◆ TASK PROMPT: Arrange every line of the records below as a numbered list, leaving out any blank lines.

◆ Stored items:
-- Opening Marker --
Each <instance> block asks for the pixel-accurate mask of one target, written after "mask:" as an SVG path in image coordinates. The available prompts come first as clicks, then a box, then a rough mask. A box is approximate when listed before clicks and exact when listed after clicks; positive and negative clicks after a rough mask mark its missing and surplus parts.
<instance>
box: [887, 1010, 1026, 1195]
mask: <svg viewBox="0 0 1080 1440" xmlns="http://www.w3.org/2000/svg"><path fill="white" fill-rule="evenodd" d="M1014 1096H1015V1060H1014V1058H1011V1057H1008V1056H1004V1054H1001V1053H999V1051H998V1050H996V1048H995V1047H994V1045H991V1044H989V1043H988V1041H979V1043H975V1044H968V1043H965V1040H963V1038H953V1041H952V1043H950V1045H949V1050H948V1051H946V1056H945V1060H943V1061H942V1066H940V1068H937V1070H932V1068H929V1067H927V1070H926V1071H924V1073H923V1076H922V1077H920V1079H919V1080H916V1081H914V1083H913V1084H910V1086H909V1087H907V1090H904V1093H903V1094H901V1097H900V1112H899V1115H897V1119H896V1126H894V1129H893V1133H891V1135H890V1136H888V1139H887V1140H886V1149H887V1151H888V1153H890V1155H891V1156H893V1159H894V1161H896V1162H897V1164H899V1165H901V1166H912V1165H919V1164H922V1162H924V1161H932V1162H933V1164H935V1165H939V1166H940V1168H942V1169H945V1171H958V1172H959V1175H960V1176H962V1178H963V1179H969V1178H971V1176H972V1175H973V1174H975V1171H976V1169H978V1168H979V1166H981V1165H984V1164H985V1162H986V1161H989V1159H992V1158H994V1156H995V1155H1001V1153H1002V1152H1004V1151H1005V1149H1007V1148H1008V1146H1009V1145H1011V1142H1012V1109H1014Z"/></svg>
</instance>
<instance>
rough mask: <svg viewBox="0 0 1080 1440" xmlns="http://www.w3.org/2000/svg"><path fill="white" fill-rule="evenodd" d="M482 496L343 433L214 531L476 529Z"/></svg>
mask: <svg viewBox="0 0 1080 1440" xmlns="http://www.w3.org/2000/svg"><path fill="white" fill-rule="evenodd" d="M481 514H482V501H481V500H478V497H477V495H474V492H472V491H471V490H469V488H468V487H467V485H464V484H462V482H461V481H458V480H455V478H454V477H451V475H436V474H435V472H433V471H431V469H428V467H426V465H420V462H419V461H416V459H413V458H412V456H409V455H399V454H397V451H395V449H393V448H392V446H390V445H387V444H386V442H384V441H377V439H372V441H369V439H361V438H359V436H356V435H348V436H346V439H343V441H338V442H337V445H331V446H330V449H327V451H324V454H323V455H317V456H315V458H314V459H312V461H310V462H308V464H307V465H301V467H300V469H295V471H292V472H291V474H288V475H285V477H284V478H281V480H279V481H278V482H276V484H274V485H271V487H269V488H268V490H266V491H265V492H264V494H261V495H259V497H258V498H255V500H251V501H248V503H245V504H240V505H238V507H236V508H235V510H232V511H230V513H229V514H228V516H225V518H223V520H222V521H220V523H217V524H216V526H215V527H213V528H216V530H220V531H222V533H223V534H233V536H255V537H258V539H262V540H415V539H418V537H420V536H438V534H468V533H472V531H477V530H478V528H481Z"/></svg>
-- Closing Marker --
◆ RESULT:
1. Each <instance> block asks for the pixel-accurate mask of one target, written after "mask:" as an SVG path in image coordinates. The available prompts come first as clicks, then a box, then a rough mask. A box is approximate when listed before clicks and exact when listed after clicks; positive and negative clicks after a rough mask mark its missing and surplus parts.
2. <instance>
3. box: [887, 1010, 1026, 1195]
4. mask: <svg viewBox="0 0 1080 1440" xmlns="http://www.w3.org/2000/svg"><path fill="white" fill-rule="evenodd" d="M1014 1096H1015V1060H1014V1058H1011V1057H1008V1056H1004V1054H1001V1053H999V1051H998V1050H996V1048H995V1047H994V1045H991V1044H989V1043H988V1041H979V1043H975V1044H968V1043H965V1040H963V1038H953V1041H952V1043H950V1045H949V1050H948V1051H946V1056H945V1060H943V1061H942V1066H940V1068H937V1070H932V1068H929V1067H927V1070H926V1071H924V1073H923V1076H922V1077H920V1079H919V1080H916V1081H914V1083H913V1084H910V1086H909V1087H907V1090H904V1093H903V1094H901V1097H900V1112H899V1115H897V1119H896V1126H894V1129H893V1133H891V1135H890V1136H888V1139H887V1140H886V1149H887V1151H888V1153H890V1155H891V1156H893V1159H894V1161H896V1162H897V1164H899V1165H901V1166H912V1165H919V1164H922V1162H924V1161H932V1162H933V1164H935V1165H939V1166H940V1168H942V1169H945V1171H958V1172H959V1175H960V1176H962V1178H963V1179H969V1178H971V1176H972V1175H973V1174H975V1171H976V1169H978V1168H979V1166H981V1165H984V1164H985V1162H986V1161H989V1159H992V1158H994V1156H995V1155H1001V1153H1002V1152H1004V1151H1005V1149H1007V1148H1008V1146H1009V1145H1011V1142H1012V1109H1014Z"/></svg>
5. </instance>
6. <instance>
7. rough mask: <svg viewBox="0 0 1080 1440" xmlns="http://www.w3.org/2000/svg"><path fill="white" fill-rule="evenodd" d="M482 496L343 433L214 531L476 529Z"/></svg>
8. mask: <svg viewBox="0 0 1080 1440" xmlns="http://www.w3.org/2000/svg"><path fill="white" fill-rule="evenodd" d="M481 514H482V501H481V500H478V497H477V495H474V492H472V491H471V490H469V488H468V487H467V485H464V484H462V482H461V481H458V480H455V478H454V477H451V475H436V474H435V472H433V471H431V469H428V467H426V465H420V462H419V461H416V459H413V458H412V456H409V455H399V454H397V451H395V449H393V448H392V446H390V445H387V444H386V442H384V441H377V439H372V441H369V439H361V438H359V436H356V435H348V436H346V439H343V441H338V442H337V445H331V446H330V449H327V451H324V454H323V455H317V456H315V458H314V459H312V461H310V462H308V464H307V465H301V467H300V469H295V471H292V472H291V474H288V475H285V477H284V478H281V480H279V481H278V482H276V484H274V485H271V487H269V488H268V490H266V491H265V492H264V494H261V495H259V497H258V498H255V500H251V501H248V503H245V504H240V505H238V507H236V508H235V510H232V511H230V513H229V514H228V516H225V518H223V520H222V521H220V523H217V524H216V526H215V527H213V528H216V530H220V531H222V533H223V534H233V536H255V537H258V539H262V540H415V539H418V537H420V536H438V534H468V533H472V531H477V530H478V528H481Z"/></svg>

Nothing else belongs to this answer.